**EXERCISE PROMPT:** Set down the entries once more exactly as they were written.

**INPUT DATA:**
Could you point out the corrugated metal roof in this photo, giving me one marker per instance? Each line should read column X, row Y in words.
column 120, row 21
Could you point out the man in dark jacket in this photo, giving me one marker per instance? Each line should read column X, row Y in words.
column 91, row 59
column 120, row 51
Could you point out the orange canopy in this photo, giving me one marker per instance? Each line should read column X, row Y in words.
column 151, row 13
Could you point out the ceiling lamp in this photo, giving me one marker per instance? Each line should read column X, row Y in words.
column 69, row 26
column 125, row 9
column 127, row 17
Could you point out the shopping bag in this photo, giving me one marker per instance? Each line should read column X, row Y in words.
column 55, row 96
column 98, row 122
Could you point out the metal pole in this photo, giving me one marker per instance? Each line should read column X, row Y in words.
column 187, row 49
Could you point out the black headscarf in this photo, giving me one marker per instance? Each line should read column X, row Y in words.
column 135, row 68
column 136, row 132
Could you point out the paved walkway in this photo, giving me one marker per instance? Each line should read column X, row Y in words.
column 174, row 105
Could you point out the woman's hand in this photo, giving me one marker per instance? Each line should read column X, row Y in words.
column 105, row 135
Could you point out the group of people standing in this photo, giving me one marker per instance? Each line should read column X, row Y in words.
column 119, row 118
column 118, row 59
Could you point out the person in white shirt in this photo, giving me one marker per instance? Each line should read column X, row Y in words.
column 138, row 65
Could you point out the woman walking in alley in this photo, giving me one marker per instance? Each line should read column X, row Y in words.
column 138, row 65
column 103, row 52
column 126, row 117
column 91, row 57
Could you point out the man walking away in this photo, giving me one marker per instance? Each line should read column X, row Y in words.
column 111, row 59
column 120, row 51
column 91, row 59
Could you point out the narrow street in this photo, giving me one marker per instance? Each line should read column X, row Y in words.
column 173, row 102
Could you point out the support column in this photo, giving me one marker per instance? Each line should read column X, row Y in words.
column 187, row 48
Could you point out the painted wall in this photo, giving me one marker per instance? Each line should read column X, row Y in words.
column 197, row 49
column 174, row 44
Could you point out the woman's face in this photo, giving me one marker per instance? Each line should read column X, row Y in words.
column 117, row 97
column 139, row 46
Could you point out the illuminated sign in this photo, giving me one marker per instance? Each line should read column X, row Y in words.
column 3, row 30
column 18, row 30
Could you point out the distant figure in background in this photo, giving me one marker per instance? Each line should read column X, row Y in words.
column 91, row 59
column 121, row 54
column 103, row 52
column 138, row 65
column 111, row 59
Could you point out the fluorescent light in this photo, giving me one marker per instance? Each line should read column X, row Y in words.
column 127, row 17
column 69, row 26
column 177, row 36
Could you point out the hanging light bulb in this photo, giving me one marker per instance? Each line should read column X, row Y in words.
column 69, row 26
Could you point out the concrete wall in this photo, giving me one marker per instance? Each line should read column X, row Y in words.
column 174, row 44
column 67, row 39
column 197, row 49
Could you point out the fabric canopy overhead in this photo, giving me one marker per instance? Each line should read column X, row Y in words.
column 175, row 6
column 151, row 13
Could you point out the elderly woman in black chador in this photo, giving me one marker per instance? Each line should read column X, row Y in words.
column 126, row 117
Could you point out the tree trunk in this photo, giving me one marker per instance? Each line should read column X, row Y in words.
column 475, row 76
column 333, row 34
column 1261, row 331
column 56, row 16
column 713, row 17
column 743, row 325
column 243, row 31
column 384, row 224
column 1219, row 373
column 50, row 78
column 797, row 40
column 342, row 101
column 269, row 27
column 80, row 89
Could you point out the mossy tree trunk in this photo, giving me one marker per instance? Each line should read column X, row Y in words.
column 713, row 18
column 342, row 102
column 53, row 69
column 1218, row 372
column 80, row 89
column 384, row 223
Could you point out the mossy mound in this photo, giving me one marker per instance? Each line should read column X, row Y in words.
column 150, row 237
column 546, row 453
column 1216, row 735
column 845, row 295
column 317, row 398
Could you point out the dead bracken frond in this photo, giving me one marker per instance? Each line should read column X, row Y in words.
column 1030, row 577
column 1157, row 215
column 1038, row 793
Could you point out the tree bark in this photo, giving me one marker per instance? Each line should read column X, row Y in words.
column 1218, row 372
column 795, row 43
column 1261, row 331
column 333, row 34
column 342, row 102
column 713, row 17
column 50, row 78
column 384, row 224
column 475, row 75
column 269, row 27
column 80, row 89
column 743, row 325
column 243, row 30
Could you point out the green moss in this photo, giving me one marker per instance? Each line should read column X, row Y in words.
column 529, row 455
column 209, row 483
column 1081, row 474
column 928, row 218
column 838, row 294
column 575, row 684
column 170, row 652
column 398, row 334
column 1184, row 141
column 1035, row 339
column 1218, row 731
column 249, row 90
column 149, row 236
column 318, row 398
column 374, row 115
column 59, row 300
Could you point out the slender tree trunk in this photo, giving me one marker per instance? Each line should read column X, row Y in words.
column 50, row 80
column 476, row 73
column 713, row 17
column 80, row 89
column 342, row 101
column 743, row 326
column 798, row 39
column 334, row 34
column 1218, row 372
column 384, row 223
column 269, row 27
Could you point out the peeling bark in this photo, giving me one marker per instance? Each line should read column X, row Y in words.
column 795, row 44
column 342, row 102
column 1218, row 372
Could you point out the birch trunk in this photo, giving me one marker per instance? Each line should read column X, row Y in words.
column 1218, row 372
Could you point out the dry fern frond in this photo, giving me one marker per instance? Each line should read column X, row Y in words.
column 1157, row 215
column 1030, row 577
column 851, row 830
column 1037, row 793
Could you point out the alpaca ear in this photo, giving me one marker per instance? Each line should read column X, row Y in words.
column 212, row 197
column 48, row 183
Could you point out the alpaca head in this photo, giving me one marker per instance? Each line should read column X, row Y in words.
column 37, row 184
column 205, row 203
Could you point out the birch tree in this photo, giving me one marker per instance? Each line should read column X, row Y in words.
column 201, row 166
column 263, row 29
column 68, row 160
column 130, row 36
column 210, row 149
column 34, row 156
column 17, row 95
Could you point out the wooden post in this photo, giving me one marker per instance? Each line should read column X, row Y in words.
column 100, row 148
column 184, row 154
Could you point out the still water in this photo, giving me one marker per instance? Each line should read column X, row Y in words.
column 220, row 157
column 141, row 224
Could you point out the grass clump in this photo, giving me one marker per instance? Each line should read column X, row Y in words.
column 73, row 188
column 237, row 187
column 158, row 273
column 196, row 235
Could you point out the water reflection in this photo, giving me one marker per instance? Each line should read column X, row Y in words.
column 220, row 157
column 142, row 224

**ANSWER:**
Could you point out the corrugated metal roof in this photo, giving me one marker per instance? Each line should read column X, row Y in words.
column 120, row 21
Could you point out the man in dark jacket in this photo, giving me one marker per instance? Each line should read column X, row Y in words.
column 91, row 59
column 120, row 51
Could you point out the orange canopy in this photo, giving me one marker per instance? Each line should read column X, row Y in words.
column 151, row 13
Could you point out the ceiling lamp in this photo, giving me one marker per instance? Each line should read column X, row Y in words.
column 69, row 26
column 125, row 9
column 127, row 17
Could you point out the shopping bag in this photo, giving me one marker per instance? Each line should read column X, row Y in words.
column 55, row 96
column 98, row 122
Could you point out the metal pole in this photo, giving me one marker per instance? Each line should read column X, row Y in words.
column 187, row 49
Could you point out the black headscarf in this photo, giving me one marker per instance? Each line should read column X, row Y in words.
column 135, row 68
column 136, row 132
Could you point out the paved walkway in this photo, giving me one marker per instance? Each line should read column X, row Y in words.
column 174, row 105
Could you point out the woman's hand in this photo, giving me one marker per instance? Each line should read column X, row Y in words.
column 105, row 135
Could you point out the group of people standing in this photo, giving me one marker per instance? Each line should read column X, row Y in words.
column 119, row 118
column 118, row 59
Could you point out the person in white shirt in this photo, giving me one marker per instance? Each line should read column X, row Y in words.
column 138, row 65
Could you point out the woman walking in alley in this photo, giving me one marker per instance? Each line should read column X, row Y in words.
column 138, row 65
column 103, row 52
column 126, row 117
column 91, row 57
Could you point out the man walking away in this photo, giving me one marker per instance? Each line should read column X, row Y in words.
column 111, row 59
column 120, row 51
column 91, row 59
Could you point out the narrow street in this photo, giving me one marker per instance? Each line should read column X, row Y in words.
column 173, row 102
Could you point out the support column in this photo, giving me one marker per instance? Each line should read column X, row Y in words.
column 187, row 48
Could you point out the painted wall in this photo, giving me one marker per instance? Each line should read column X, row Y in words.
column 197, row 49
column 174, row 44
Could you point out the woman's face in this photo, giving me one marker per instance? Each line should read column X, row Y in words.
column 117, row 97
column 139, row 46
Could you point out the illuminated sign in this photo, giving me one marker per instance? Each line should read column X, row Y in words.
column 3, row 30
column 18, row 30
Could you point out the distant figure in background in this photo, giving me one marker per instance? Each line should read column X, row Y in words.
column 91, row 59
column 121, row 54
column 103, row 52
column 138, row 65
column 111, row 59
Could you point out the fluorescent light in this photo, giving me one marker per instance? Each line should read column X, row Y in words.
column 127, row 17
column 69, row 26
column 177, row 36
Could you point out the hanging light bulb in this photo, giving me one marker per instance? Each line should read column X, row Y in words.
column 69, row 26
Could you point out the concrete wall in this photo, giving me one marker per instance? Each line should read column X, row Y in words.
column 174, row 44
column 67, row 39
column 197, row 49
Could you point out the fabric canopy overhead in this photo, giving me one marker per instance? Each line should read column X, row Y in words.
column 175, row 6
column 151, row 13
Could you point out the elderly woman in black chador in this photo, giving me one marker per instance? Each line should read column X, row Y in words.
column 126, row 117
Could you point out the tree trunk in this photo, giving me one marker per instance? Each line should read column X, row Y in words.
column 475, row 76
column 333, row 34
column 1261, row 331
column 56, row 16
column 713, row 17
column 743, row 325
column 243, row 31
column 384, row 224
column 1219, row 373
column 50, row 78
column 797, row 40
column 342, row 101
column 269, row 27
column 80, row 89
Could you point out the mossy tree trunk in this photo, giving me one marker per instance? Each line should read column X, row Y in words.
column 713, row 18
column 342, row 102
column 53, row 69
column 1218, row 372
column 80, row 89
column 384, row 223
Could you point out the mossy mound in this photo, giving me one marker per instance? Each line should read column X, row Y in words.
column 150, row 237
column 546, row 453
column 1216, row 735
column 845, row 295
column 317, row 398
Could you point out the dead bracken frond in this photo, giving me one marker per instance? Each line should read column X, row Y in words.
column 1030, row 577
column 1157, row 215
column 1038, row 793
Could you point out the tree bark in this photo, giving me one marker per instance? Each line should read column X, row Y in words.
column 1218, row 372
column 795, row 43
column 1261, row 331
column 333, row 34
column 342, row 102
column 713, row 17
column 50, row 78
column 384, row 224
column 475, row 75
column 269, row 27
column 80, row 89
column 743, row 325
column 243, row 30
Could you point out the green moss in this photo, giving me one marker per instance? Each line should read column X, row Y in words.
column 529, row 455
column 209, row 483
column 1081, row 474
column 928, row 218
column 838, row 294
column 575, row 684
column 170, row 652
column 398, row 334
column 1184, row 141
column 1035, row 339
column 1218, row 731
column 249, row 90
column 149, row 236
column 318, row 398
column 374, row 115
column 59, row 300
Could you point out the slender tree trunk in this photo, giving me one marker per instance? Each line should read column X, row Y in words.
column 50, row 80
column 476, row 73
column 713, row 17
column 80, row 89
column 342, row 101
column 743, row 326
column 798, row 39
column 334, row 34
column 1218, row 372
column 384, row 223
column 269, row 27
Could you point out the peeling bark in this photo, giving me one marker per instance? Each line should read column X, row Y in words.
column 795, row 44
column 342, row 102
column 1218, row 372
Could you point out the birch trunk in this photo, giving me one marker per instance? Each line should read column X, row Y in words.
column 1218, row 372
Could you point out the dry fern frond in this photo, giving me one marker per instance? Each line should read column X, row Y in words.
column 1157, row 215
column 1030, row 577
column 851, row 830
column 1037, row 793
Could you point out the alpaca ear in this photo, giving me one marker per instance? Each line should read column X, row Y in words.
column 212, row 197
column 48, row 183
Could you point out the alpaca head in this photo, giving me one marker per instance? Each line should read column X, row Y in words.
column 37, row 184
column 205, row 203
Could you point out the birch tree in this photo, giving me one marker per instance? Each line should read column X, row Y in words.
column 201, row 166
column 263, row 29
column 68, row 160
column 130, row 36
column 210, row 149
column 34, row 156
column 17, row 95
Could you point out the wooden post in this photo, giving me one marker per instance? Each line should read column X, row Y in words.
column 100, row 148
column 184, row 154
Could you point out the still water in this photo, giving me one marker per instance? Each line should read column X, row Y in words.
column 220, row 157
column 141, row 224
Could you point out the grass clump in this photo, giving me one marker per instance? Each line should read column X, row Y in words.
column 73, row 188
column 237, row 187
column 158, row 273
column 196, row 235
Could you point out the water reflection in this photo, giving me one marker per instance? Each line should read column X, row Y in words.
column 220, row 157
column 142, row 224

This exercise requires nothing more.